Write down each entry again, exactly as it reads.

[Source records]
□ □ □
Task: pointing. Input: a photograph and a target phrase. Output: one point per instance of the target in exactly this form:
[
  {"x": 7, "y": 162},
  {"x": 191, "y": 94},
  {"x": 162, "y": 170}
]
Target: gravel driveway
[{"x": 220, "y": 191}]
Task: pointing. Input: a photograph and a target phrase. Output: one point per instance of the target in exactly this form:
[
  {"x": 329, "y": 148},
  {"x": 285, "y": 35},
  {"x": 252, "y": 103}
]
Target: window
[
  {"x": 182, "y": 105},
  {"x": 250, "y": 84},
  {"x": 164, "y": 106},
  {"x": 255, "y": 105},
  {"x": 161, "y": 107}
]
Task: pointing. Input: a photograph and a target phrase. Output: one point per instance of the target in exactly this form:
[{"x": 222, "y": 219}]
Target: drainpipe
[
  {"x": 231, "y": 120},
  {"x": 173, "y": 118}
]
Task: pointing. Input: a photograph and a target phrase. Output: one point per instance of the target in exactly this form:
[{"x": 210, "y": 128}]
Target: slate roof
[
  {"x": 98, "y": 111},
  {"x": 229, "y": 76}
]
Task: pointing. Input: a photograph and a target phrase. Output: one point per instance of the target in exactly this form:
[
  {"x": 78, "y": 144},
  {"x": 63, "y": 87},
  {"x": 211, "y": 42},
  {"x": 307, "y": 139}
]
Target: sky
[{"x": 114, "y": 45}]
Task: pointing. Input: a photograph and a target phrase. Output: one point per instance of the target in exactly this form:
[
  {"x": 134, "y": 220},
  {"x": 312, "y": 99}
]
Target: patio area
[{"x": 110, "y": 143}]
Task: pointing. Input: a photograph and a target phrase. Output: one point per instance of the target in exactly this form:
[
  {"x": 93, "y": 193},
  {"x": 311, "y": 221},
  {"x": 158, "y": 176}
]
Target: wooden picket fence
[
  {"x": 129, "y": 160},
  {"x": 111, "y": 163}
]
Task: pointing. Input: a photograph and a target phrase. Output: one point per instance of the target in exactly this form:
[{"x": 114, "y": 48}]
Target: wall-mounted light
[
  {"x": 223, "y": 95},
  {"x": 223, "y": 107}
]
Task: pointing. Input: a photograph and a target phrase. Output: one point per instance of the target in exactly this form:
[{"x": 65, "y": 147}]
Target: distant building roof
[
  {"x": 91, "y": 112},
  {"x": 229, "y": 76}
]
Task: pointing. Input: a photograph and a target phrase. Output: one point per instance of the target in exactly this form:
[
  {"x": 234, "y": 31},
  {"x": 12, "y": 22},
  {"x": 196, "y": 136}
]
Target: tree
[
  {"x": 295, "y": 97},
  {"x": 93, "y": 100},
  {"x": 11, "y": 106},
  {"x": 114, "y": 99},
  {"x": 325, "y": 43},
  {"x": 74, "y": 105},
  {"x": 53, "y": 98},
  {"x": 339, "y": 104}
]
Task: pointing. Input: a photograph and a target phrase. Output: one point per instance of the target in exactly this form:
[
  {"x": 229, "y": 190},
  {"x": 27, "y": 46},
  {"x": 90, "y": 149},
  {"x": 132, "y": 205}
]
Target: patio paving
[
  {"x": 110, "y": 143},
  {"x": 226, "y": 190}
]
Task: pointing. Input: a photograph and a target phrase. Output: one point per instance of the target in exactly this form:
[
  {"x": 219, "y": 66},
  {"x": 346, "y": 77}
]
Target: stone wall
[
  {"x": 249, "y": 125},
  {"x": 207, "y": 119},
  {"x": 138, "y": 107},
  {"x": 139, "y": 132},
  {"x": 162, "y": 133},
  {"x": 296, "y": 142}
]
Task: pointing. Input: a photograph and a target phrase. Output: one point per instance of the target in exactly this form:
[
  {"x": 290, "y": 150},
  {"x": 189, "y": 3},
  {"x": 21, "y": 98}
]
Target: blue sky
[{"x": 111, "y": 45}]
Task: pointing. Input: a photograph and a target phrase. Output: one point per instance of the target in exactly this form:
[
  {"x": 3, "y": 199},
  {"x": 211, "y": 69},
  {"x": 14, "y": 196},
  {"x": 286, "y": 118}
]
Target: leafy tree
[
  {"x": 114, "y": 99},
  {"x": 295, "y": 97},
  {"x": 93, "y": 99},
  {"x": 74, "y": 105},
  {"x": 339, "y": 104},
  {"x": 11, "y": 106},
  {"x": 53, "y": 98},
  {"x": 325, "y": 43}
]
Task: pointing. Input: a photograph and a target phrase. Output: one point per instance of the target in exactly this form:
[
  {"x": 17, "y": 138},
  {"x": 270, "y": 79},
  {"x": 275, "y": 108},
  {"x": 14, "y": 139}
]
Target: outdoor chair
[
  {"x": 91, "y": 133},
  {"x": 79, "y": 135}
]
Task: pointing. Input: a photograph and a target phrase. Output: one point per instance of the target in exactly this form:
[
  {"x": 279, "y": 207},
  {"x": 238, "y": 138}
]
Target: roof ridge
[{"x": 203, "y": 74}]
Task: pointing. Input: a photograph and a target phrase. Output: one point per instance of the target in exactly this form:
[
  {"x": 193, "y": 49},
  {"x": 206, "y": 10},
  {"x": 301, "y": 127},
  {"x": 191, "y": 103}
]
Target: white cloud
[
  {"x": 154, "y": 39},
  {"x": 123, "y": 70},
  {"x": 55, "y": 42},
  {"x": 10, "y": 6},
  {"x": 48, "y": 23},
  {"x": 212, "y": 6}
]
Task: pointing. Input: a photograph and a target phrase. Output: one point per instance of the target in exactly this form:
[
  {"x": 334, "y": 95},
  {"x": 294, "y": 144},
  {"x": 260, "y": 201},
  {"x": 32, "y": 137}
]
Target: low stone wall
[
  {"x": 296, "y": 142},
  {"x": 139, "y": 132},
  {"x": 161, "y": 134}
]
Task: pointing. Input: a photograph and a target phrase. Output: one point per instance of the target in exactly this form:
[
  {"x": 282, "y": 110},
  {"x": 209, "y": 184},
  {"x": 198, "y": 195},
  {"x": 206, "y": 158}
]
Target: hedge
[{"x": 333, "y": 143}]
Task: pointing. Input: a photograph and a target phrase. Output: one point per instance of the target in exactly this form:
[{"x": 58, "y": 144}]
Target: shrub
□ □ □
- _Solution below_:
Task: pointing. Input: a photograph and a target phrase. Output: one point per instance of the target in exactly this form:
[
  {"x": 7, "y": 162},
  {"x": 191, "y": 94},
  {"x": 162, "y": 170}
]
Target: gravel driveway
[{"x": 220, "y": 191}]
Task: pointing. Input: a photograph and a target phrase. Output: one point per instance of the target in exactly this form:
[
  {"x": 329, "y": 148},
  {"x": 285, "y": 35},
  {"x": 252, "y": 103}
]
Target: window
[
  {"x": 182, "y": 105},
  {"x": 250, "y": 84},
  {"x": 164, "y": 106},
  {"x": 255, "y": 105},
  {"x": 161, "y": 107}
]
Task: pointing. Input: a photograph and a target phrase. Output: one point per instance of the target in exactly this form:
[{"x": 222, "y": 219}]
Target: drainpipe
[
  {"x": 231, "y": 120},
  {"x": 173, "y": 118}
]
Task: pointing. Input: a photograph and a target phrase. Output: one point per instance of the target in exactly this form:
[{"x": 210, "y": 128}]
Target: slate roof
[
  {"x": 98, "y": 111},
  {"x": 229, "y": 76}
]
Task: pointing. Input: a photograph and a target phrase. Output: one point per instance of the target in exactly this form:
[
  {"x": 78, "y": 144},
  {"x": 63, "y": 87},
  {"x": 211, "y": 42},
  {"x": 307, "y": 139}
]
Target: sky
[{"x": 114, "y": 45}]
Task: pointing. Input: a photograph and a target phrase. Output: one point per instance of the target in exactly this form:
[
  {"x": 134, "y": 220},
  {"x": 312, "y": 99}
]
Target: patio area
[{"x": 110, "y": 143}]
Task: pointing. Input: a photograph and a target phrase. Output: one point per instance of the target in exactly this form:
[
  {"x": 93, "y": 193},
  {"x": 311, "y": 221},
  {"x": 158, "y": 176}
]
Target: wooden picket fence
[
  {"x": 129, "y": 160},
  {"x": 111, "y": 163}
]
Task: pointing. Input: a photograph and a target phrase. Output: one point per instance of the target in exactly this form:
[{"x": 114, "y": 48}]
Target: wall-mounted light
[
  {"x": 223, "y": 95},
  {"x": 223, "y": 107}
]
Task: pointing. Input: a photograph and a target phrase. Output: one point per instance of the target in exactly this form:
[{"x": 65, "y": 147}]
Target: distant building roof
[
  {"x": 91, "y": 112},
  {"x": 229, "y": 76}
]
Task: pointing. Input: a photograph and a target phrase. Output: one point per instance of the target in exactly this form:
[
  {"x": 234, "y": 31},
  {"x": 12, "y": 22},
  {"x": 196, "y": 136}
]
Target: tree
[
  {"x": 295, "y": 97},
  {"x": 93, "y": 100},
  {"x": 11, "y": 106},
  {"x": 114, "y": 99},
  {"x": 325, "y": 43},
  {"x": 74, "y": 105},
  {"x": 53, "y": 98},
  {"x": 339, "y": 104}
]
Task: pointing. Input: a photograph and a target phrase. Output: one point per instance of the target in exactly this form:
[
  {"x": 229, "y": 190},
  {"x": 27, "y": 46},
  {"x": 90, "y": 149},
  {"x": 132, "y": 205}
]
Target: patio paving
[
  {"x": 110, "y": 143},
  {"x": 226, "y": 190}
]
Task: pointing. Input: a photograph and a target phrase. Output: one point per instance of the target in exactly this form:
[
  {"x": 219, "y": 66},
  {"x": 346, "y": 77}
]
Target: stone wall
[
  {"x": 249, "y": 125},
  {"x": 207, "y": 119},
  {"x": 138, "y": 107},
  {"x": 139, "y": 132},
  {"x": 162, "y": 133},
  {"x": 296, "y": 142}
]
Task: pointing. Input: a photograph and a target phrase. Output: one point per instance of the target in exactly this form:
[
  {"x": 290, "y": 150},
  {"x": 189, "y": 3},
  {"x": 21, "y": 98}
]
Target: blue sky
[{"x": 111, "y": 45}]
Task: pointing. Input: a photograph and a target phrase. Output: one point per instance of the target in exactly this form:
[
  {"x": 3, "y": 199},
  {"x": 211, "y": 69},
  {"x": 14, "y": 196},
  {"x": 286, "y": 118}
]
Target: leafy tree
[
  {"x": 114, "y": 99},
  {"x": 295, "y": 97},
  {"x": 93, "y": 99},
  {"x": 74, "y": 105},
  {"x": 339, "y": 104},
  {"x": 11, "y": 106},
  {"x": 53, "y": 98},
  {"x": 325, "y": 43}
]
Task: pointing. Input: a photograph and a target phrase. Output: one point per instance of the target in exactly this form:
[
  {"x": 17, "y": 138},
  {"x": 270, "y": 79},
  {"x": 275, "y": 108},
  {"x": 14, "y": 139}
]
Target: outdoor chair
[
  {"x": 91, "y": 133},
  {"x": 79, "y": 135}
]
Task: pointing. Input: a photograph and a target phrase. Output: one point per instance of the target in exactly this form:
[
  {"x": 279, "y": 207},
  {"x": 238, "y": 138}
]
Target: roof ridge
[{"x": 203, "y": 74}]
Task: pointing. Input: a photograph and a target phrase. Output: one point per instance of the target in exactly this form:
[
  {"x": 193, "y": 49},
  {"x": 206, "y": 10},
  {"x": 301, "y": 127},
  {"x": 191, "y": 103}
]
Target: white cloud
[
  {"x": 154, "y": 39},
  {"x": 123, "y": 70},
  {"x": 55, "y": 42},
  {"x": 10, "y": 6},
  {"x": 48, "y": 23},
  {"x": 212, "y": 6}
]
Task: pointing. Input: a photograph and a target phrase. Output: one point per instance of the target in exactly this form:
[
  {"x": 334, "y": 95},
  {"x": 294, "y": 144},
  {"x": 260, "y": 201},
  {"x": 32, "y": 137}
]
Target: low stone wall
[
  {"x": 296, "y": 142},
  {"x": 139, "y": 132},
  {"x": 161, "y": 134}
]
Task: pointing. Input: a photograph and a target phrase. Output: one point per instance of the target in exactly this form:
[
  {"x": 282, "y": 110},
  {"x": 209, "y": 184},
  {"x": 198, "y": 195},
  {"x": 206, "y": 158}
]
Target: hedge
[{"x": 333, "y": 143}]
Task: pointing. Input: a photograph and a target phrase. Output: one point per instance of the target in exactly this form:
[{"x": 58, "y": 144}]
Target: shrub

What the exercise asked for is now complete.